Excerpted passage
For the past 40 years, the United States has relied increasingly on incarceration and lengthy prison sentences to deal with crime. Recently, pressure has mounted to release more prisoners due to prison overcrowding, growing correctional health expenditures and constrained legislative budgets. In turn, communities are challenged to care for former prisoners – a population that is more likely to suffer from mental illness, substance abuse, complex medical problems and chronic disease than the general population.
In Arkansas, the majority of released prisoners settle in central Arkansas. Upon release, most will not have a primary care physician or access to regular health care. They also may not have health insurance. The transition from prison to the community significantly impacts the health of former prisoners, and continuity of care during this period is critical but often absent. Individuals will be at a great risk of suicide, overdose or an acute cardiovascular disease episode, and they are nearly 13 times more likely than the general population to die in the two weeks following release.
Release from incarceration is accompanied by stress and anxiety associated with re-establishing the basic conditions of community membership – including ties to family, a place to live and a means of subsistence. Following release, former inmates face barriers to health care, such as costs, long waits and discrimination in medical settings.

Problem 1
Transcribe the passage on health care for released prisoners from "For the past" to "the general population.".
Problem 2
Extend the passage on health care for released prisoners, picking up after its final sentence.

Data under study

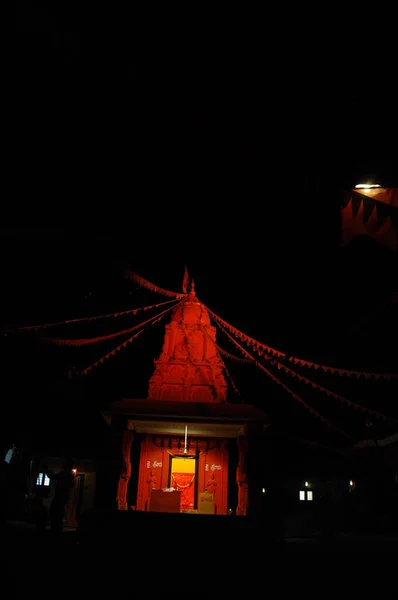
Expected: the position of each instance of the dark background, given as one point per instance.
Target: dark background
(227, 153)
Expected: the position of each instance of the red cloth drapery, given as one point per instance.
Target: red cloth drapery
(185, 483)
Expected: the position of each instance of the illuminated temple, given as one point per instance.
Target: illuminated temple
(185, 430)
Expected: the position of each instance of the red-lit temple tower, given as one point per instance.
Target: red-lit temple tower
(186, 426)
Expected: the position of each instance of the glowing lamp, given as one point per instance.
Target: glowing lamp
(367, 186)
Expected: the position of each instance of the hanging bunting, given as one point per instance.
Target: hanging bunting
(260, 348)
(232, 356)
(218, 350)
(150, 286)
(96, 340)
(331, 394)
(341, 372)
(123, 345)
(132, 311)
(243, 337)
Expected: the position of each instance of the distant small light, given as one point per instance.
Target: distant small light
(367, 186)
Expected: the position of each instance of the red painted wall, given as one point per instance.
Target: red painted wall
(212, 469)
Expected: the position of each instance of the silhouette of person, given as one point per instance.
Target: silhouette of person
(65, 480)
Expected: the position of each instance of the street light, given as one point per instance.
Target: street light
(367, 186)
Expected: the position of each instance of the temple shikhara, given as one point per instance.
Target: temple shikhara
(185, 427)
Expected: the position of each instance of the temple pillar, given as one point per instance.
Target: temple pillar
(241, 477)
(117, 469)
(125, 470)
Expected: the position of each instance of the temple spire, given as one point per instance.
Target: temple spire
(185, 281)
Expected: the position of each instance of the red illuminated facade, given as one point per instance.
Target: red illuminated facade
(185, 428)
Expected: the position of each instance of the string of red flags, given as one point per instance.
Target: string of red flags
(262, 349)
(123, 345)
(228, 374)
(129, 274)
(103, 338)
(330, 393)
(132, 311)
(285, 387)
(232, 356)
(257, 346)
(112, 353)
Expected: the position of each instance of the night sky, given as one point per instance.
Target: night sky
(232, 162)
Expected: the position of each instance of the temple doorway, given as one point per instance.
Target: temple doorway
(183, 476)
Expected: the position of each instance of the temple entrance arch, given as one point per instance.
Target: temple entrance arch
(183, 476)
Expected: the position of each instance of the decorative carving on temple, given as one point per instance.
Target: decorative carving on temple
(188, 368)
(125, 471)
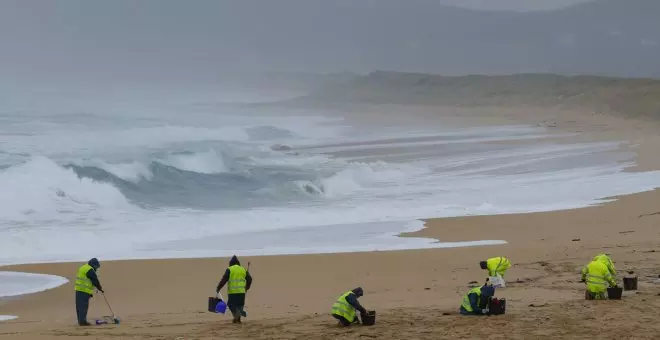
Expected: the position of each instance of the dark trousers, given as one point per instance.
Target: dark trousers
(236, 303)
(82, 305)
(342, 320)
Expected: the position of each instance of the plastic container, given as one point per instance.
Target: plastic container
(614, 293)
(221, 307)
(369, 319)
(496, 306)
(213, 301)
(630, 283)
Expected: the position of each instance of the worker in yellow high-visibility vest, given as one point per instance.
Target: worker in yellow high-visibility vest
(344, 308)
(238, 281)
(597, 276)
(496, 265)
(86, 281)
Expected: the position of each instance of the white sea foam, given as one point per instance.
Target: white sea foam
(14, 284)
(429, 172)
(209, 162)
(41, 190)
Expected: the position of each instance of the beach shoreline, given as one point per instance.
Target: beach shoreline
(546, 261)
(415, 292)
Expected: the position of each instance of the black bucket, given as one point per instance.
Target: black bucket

Reply 1
For the past 40 years, the United States has relied increasingly on incarceration and lengthy prison sentences to deal with crime. Recently, pressure has mounted to release more prisoners due to prison overcrowding, growing correctional health expenditures and constrained legislative budgets. In turn, communities are challenged to care for former prisoners – a population that is more likely to suffer from mental illness, substance abuse, complex medical problems and chronic disease than the general population.

Reply 2
A new program, the Little Rock Transitions Clinic, based at the UAMS Family Medical Center, addresses former prisoners’ critical medical and social needs. The program is a collaboration of the UAMS Center for Primary Care, the UAMS College of Public Health and the Central Arkansas Re-Entry (CARE) Coalition, a local network of community-based and social service organizations serving the re-entry needs of formerly incarcerated individuals. The program will provide transitional services to individuals upon release from prison as well as ongoing primary care to former prisoners living in the greater Little Rock area. Anyone with a chronic illness, which may include mental health or substance abuse conditions, or individuals over age 50 are eligible for services.
The program will serve as a one-year pilot to test a primary care clinic model, now at 13 other sites around the country, that provides comprehensive medical care to former prisoners. The model, developed by the San Francisco-based Transitions Clinic Network (TCN), utilizes formerly incarcerated individuals to serve as community health workers (CHWs). Similarly, the UAMS program has hired a former prisoner to serve as a CHW at the clinic to help patients obtain the health care and other services that they need.
TCN provides consultation, education, training and evaluation support to other clinics using its model. On August 25, TCN Executive Director Shira Shavit, M.D., and TCN Evaluation Director and Co-Founder Emily Wang, M.D., MAS, came to UAMS. Dr. Shavit and Dr. Wang presented on the TCN clinic model and met with stakeholders for the UAMS clinic program.
In Dr. Shavit’s presentation, she noted that U.S. rates of incarceration are the highest in the world – about 1 in 100 adults or 2.2 million people are in prison. Ninety-five percent of U.S. prisoners are eventually released, with more than 700,000 released annually. Those who are incarcerated come largely from the most disadvantaged segments of the population. Poor communities of color are disproportionately affected by incarceration; one in three black men face incarceration in their lifetimes. Most will return to their former communities.